Please return only the lines from the one holding "Target: suit lapel" through the one holding "Mark the black skirt", exactly as they appear in the records below, both ends included.
+++ Data for the task
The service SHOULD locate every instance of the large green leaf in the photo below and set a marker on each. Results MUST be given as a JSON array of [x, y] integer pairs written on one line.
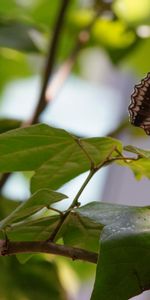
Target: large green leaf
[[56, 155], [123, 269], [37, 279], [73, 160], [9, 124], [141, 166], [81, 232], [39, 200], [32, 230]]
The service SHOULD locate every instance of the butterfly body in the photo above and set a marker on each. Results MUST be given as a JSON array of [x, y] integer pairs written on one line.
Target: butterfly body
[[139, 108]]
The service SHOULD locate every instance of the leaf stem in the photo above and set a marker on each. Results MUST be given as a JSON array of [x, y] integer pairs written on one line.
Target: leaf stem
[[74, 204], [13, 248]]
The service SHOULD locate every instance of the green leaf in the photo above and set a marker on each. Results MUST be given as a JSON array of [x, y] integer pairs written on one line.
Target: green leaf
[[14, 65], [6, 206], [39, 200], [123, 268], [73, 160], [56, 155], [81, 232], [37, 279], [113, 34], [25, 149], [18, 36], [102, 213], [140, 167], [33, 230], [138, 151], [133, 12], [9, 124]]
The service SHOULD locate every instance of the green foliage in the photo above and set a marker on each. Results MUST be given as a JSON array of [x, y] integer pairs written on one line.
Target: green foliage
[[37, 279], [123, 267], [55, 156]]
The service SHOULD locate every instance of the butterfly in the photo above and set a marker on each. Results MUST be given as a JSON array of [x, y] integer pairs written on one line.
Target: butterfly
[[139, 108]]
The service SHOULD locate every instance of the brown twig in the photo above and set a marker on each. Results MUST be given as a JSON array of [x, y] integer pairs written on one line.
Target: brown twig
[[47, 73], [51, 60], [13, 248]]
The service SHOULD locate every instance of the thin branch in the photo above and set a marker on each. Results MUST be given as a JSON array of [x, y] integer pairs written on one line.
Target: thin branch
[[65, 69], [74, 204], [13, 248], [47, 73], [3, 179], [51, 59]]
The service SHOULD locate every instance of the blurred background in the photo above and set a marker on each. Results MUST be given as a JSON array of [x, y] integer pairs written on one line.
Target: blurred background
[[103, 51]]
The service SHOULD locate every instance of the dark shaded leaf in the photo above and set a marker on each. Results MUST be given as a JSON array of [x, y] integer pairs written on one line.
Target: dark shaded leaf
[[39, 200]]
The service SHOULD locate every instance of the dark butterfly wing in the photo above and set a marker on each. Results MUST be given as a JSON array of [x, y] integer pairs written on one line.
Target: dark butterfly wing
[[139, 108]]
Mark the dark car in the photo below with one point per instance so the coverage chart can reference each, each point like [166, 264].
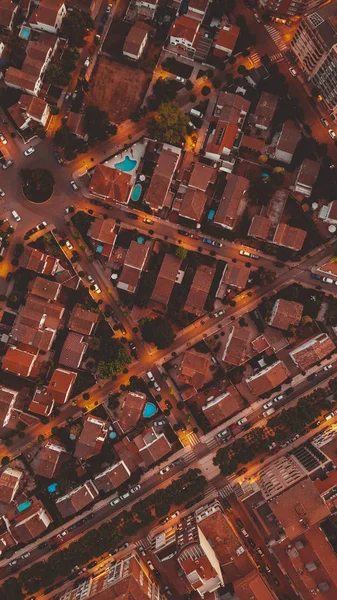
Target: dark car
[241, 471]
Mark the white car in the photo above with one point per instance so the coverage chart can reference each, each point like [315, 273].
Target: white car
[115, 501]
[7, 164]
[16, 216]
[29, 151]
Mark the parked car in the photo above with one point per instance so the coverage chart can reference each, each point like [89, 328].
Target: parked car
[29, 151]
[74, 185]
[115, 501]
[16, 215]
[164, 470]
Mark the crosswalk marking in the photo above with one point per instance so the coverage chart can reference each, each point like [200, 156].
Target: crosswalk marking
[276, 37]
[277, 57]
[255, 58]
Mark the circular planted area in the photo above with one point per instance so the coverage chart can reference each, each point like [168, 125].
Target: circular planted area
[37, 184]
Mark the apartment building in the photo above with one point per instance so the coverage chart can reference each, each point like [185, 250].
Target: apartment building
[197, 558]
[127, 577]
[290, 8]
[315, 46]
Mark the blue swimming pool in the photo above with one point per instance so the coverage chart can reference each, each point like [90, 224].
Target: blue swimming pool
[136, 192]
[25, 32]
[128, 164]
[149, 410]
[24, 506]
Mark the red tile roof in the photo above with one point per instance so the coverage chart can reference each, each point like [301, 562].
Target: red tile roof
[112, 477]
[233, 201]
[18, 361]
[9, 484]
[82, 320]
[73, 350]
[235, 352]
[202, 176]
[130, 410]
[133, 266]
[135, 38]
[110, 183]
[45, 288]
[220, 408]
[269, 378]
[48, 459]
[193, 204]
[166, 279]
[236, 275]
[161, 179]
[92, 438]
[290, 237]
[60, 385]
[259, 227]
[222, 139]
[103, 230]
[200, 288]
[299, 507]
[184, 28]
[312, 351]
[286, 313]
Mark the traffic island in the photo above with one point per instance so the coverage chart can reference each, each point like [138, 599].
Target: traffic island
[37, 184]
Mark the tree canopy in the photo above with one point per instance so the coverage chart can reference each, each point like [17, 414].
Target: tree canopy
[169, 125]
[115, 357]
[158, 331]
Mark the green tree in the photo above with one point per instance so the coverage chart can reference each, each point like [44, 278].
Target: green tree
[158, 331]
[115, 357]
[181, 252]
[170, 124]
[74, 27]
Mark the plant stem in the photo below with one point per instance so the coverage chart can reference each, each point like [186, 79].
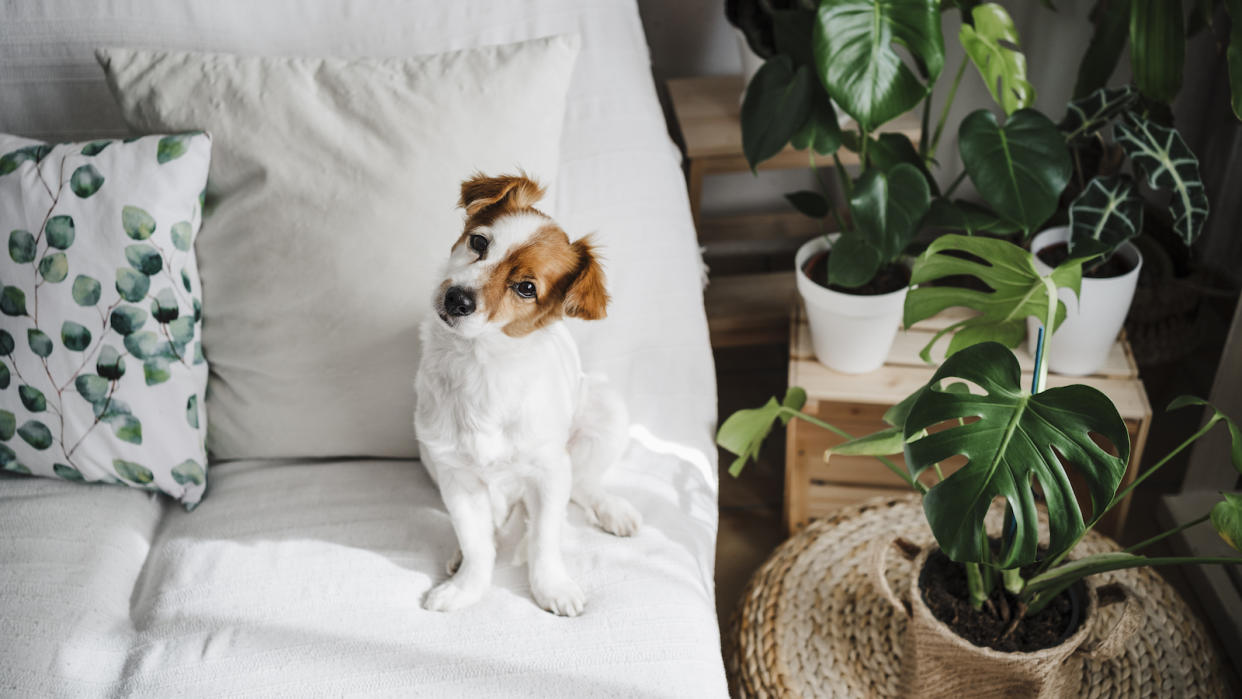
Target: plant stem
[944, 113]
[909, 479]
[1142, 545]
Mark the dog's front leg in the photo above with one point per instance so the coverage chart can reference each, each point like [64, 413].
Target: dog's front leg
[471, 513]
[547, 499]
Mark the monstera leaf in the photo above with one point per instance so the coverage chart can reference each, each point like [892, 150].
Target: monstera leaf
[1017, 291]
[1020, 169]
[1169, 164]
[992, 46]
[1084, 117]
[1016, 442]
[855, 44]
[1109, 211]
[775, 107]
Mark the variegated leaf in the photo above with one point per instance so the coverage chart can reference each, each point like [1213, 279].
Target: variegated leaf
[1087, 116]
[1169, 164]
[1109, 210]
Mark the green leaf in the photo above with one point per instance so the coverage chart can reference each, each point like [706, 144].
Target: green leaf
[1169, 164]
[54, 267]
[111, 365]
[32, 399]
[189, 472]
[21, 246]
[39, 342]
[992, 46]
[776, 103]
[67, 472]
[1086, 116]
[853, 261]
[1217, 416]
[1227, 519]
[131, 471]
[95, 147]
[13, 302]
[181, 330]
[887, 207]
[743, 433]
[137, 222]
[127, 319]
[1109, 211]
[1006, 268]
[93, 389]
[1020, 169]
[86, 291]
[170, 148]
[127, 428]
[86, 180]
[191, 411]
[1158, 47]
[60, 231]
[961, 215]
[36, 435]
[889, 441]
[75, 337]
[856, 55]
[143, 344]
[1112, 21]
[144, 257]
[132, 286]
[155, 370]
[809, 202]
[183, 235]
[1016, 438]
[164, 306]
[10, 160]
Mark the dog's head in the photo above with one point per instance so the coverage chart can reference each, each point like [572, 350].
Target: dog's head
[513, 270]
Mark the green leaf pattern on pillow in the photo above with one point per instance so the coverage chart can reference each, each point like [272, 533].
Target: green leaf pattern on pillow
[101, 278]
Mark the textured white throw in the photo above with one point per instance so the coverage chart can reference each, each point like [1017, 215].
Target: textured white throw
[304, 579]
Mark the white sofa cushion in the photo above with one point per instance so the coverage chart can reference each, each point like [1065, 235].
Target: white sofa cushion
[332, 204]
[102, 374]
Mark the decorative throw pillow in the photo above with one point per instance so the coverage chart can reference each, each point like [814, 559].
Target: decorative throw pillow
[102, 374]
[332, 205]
++++++
+++ Data for the task
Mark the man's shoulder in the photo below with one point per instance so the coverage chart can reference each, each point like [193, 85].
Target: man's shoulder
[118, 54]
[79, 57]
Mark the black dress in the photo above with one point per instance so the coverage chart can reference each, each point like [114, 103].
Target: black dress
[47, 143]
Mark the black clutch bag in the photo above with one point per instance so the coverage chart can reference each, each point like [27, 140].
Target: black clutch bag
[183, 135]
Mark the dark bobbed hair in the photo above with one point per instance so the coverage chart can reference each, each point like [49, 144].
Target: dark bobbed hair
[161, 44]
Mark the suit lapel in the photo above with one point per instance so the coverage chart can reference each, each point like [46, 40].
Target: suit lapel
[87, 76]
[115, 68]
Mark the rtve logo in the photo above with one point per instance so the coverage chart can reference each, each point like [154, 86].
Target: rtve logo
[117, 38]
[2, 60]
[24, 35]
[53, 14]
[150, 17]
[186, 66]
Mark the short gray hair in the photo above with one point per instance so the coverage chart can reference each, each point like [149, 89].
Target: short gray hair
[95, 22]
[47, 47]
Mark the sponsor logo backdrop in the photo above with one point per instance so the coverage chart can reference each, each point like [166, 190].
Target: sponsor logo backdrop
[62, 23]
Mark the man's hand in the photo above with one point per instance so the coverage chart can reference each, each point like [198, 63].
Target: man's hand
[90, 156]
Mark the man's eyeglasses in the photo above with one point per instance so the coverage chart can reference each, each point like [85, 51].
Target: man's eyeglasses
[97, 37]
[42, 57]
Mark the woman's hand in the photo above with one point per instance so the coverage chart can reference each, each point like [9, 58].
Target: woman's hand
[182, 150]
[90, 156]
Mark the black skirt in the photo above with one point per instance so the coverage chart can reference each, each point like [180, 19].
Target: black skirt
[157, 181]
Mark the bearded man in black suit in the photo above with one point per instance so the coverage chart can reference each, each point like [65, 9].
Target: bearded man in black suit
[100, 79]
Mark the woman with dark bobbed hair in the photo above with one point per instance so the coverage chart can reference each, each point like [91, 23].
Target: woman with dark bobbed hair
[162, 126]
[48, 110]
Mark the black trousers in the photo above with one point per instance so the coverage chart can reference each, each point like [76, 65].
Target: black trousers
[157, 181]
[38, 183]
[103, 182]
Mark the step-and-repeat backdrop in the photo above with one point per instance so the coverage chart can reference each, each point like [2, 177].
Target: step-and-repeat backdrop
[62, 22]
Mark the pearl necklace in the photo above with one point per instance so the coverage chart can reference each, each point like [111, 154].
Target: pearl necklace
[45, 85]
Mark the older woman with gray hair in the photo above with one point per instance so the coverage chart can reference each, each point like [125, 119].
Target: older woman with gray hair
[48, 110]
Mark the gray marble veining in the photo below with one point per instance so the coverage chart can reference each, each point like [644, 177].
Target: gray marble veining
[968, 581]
++++++
*Exercise answer:*
Target: suit lapel
[87, 76]
[115, 68]
Mark the rtve logo in the photo above with one point per instance so the coverage chart can reference each, each point like [154, 86].
Target: rtve logo
[117, 38]
[2, 60]
[24, 35]
[53, 14]
[150, 17]
[186, 66]
Mark the short gray hair in the photo above with one point per instance so the coverage chart can reference each, each point like [149, 89].
Target: short gray hair
[95, 22]
[47, 47]
Mark the sponsor logo backdrop in the photo above with one point per instance so the coverage chart can reference each, each point like [166, 190].
Target: sponsor logo backdrop
[62, 23]
Mark the man's hand in the photo above with one point per instance so the coverage chart can reference each, each point like [198, 63].
Target: man's hand
[90, 156]
Mark the man's eyeglasses in the photo above with one point per instance so the coverage chart can reference each, each point like [85, 51].
Target: man's eyeglasses
[97, 37]
[42, 57]
Mark the woman's hand in the photo above with one point per instance so the coverage chart can reference each, each point like [9, 58].
Target: woman's hand
[182, 150]
[90, 156]
Mark the black skirt in the photo above with one point per instance so the coverage chart can reference each, each point like [180, 19].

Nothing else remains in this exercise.